#### EXTRAIT À LIRE

**********

L'économie allemande sur la voie de la contraction
Le PIB allemand a chuté pour le deuxième trimestre d'affilée, de 0,1 pour cent par rapport à la période précédente. Les conflits commerciaux internationaux et les incertitudes liées au calendrier du Brexit sont considérés comme les facteurs décisifs de ce recul. Les observateurs redoutent que le ralentissement allemand ne fasse tache d'huile en Europe. Quelle doit être la parade de la première économie européenne ?
La perdante de la démondialisation
Basé sur les exportations, le modèle économique allemand est gravement menacé, explique dans Handelsblatt le responsable du service économie Bert Rürup :
«La raison principale à la dégradation des perspectives, outre les erreurs de politique économique de ces dernières années, réside dans l'amorce d'un mouvement de démondialisation. ... Il se peut que cette évolution aboutisse à une mondialisation à deux vitesses - une des parties du monde suivant les règles du jeu de Pékin, l'autre celles de Washington. Si l'Allemagne joue le rôle de spectateur dans cet affrontement, elle y est tout de même impliquée d'une certaine manière. Car dans ce nouveau monde bipolaire, ce libre-échange qui a longtemps profité à l'industrie allemande n'aura plus sa place. ... L'ascension de la Chine au rang de seconde puissance hégémonique va bientôt mettre fin à l'époque où l'Allemagne approvisionnait le monde en machines, voitures et produits chimiques de qualité supérieure, avec une position quasi-monopolistique.»
Investir dans les insfrastructures et dans l'énergie verte
Face à une conjoncture qui marque le pas, il ne peut y avoir qu'une seule voie pour l'Allemagne, selon El País :
«Les tensions n'étant pas sur le point de disparaître dans les relations commerciales, il est impératif de prendre les décisions idoines. ... L'Allemagne doit exploiter toute la marge de manœuvre que la situation de ses finances publiques lui donne pour mettre en œuvre des programmes conjoncturels d'investissements publics dans les infrastructures routières et numériques, dans les énergies renouvelables et dans bien d'autres domaines. C'est l'unique moyen de prévenir le risque de récession qui menacerait également l'économie des autres pays européens. ... Une stricte politique d'austérité serait la pire recette pour le bien-être et la stabilité de l'ensemble de l'Europe.»

**********

#### LISTE
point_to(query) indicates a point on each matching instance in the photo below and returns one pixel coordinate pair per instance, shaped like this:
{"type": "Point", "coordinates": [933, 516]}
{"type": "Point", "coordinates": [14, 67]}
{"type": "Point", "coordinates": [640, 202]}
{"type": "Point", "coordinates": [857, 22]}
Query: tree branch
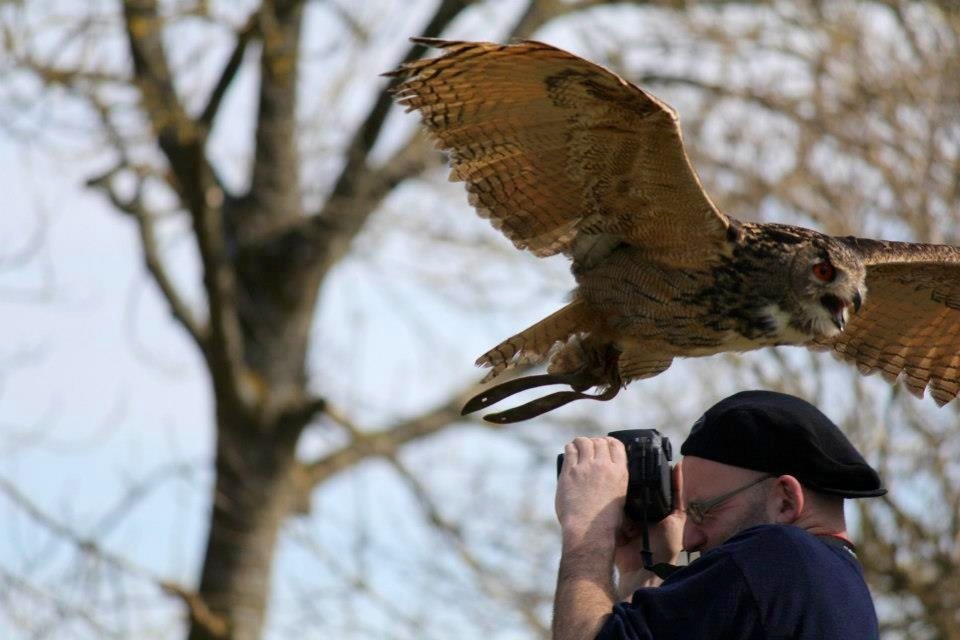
{"type": "Point", "coordinates": [196, 606]}
{"type": "Point", "coordinates": [380, 443]}
{"type": "Point", "coordinates": [229, 72]}
{"type": "Point", "coordinates": [136, 209]}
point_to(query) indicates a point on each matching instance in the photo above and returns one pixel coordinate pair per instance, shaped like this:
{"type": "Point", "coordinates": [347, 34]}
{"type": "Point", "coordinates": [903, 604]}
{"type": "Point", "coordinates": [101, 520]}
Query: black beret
{"type": "Point", "coordinates": [783, 435]}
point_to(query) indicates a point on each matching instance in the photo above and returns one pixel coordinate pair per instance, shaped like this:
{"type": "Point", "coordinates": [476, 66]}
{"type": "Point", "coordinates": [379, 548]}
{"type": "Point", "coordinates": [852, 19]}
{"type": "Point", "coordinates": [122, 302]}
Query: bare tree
{"type": "Point", "coordinates": [838, 115]}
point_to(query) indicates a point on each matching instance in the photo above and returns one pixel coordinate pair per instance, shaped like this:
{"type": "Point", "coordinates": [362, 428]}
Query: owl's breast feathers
{"type": "Point", "coordinates": [736, 300]}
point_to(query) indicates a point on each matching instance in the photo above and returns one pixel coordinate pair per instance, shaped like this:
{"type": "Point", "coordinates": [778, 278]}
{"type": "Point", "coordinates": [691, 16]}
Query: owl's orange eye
{"type": "Point", "coordinates": [824, 271]}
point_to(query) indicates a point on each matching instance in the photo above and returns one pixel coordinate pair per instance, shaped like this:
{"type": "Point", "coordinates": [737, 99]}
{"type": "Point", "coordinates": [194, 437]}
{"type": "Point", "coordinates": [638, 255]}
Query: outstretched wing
{"type": "Point", "coordinates": [553, 148]}
{"type": "Point", "coordinates": [910, 322]}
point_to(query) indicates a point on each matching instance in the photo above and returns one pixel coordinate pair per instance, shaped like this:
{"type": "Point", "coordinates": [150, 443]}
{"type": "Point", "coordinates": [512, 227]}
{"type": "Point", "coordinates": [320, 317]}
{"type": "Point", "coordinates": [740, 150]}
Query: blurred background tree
{"type": "Point", "coordinates": [301, 234]}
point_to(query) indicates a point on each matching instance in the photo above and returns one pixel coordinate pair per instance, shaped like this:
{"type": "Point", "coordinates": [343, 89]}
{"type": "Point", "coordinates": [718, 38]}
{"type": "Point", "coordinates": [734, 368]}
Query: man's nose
{"type": "Point", "coordinates": [693, 536]}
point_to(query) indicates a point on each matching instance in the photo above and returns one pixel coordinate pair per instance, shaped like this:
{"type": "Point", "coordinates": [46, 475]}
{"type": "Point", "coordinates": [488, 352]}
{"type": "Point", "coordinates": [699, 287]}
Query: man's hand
{"type": "Point", "coordinates": [591, 491]}
{"type": "Point", "coordinates": [666, 543]}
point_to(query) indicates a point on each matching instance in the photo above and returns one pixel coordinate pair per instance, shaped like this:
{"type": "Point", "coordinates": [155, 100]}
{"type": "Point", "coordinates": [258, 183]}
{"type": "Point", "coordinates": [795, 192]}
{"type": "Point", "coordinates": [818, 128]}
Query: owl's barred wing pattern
{"type": "Point", "coordinates": [553, 147]}
{"type": "Point", "coordinates": [910, 323]}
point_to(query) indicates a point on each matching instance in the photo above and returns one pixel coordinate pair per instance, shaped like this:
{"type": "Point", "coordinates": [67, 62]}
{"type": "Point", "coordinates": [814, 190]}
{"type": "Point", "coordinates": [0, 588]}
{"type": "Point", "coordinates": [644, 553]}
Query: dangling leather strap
{"type": "Point", "coordinates": [540, 405]}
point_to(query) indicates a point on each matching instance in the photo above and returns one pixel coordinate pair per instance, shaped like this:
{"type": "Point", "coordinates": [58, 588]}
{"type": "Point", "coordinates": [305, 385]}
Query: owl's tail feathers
{"type": "Point", "coordinates": [533, 344]}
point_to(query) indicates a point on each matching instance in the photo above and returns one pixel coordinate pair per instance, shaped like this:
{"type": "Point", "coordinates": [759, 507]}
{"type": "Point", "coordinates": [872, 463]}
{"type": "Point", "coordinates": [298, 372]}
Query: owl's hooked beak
{"type": "Point", "coordinates": [838, 308]}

**********

Résumez sous forme de liste le paragraphe de l'extrait sur l'économie allemande qui commence par « Le PIB allemand a chuté », en conservant ses faits essentiels. La liste n'est pas nécessaire pour faire ce qui est demandé.

- Le PIB allemand a reculé de 0,1 % par rapport à la période précédente. C'est le deuxième trimestre de baisse consécutif.
- Les causes jugées décisives sont les conflits commerciaux internationaux et les incertitudes sur le calendrier du Brexit.
- Les observateurs craignent que le ralentissement allemand ne se propage en Europe.
- La question posée est de savoir quelle parade doit adopter la première économie européenne.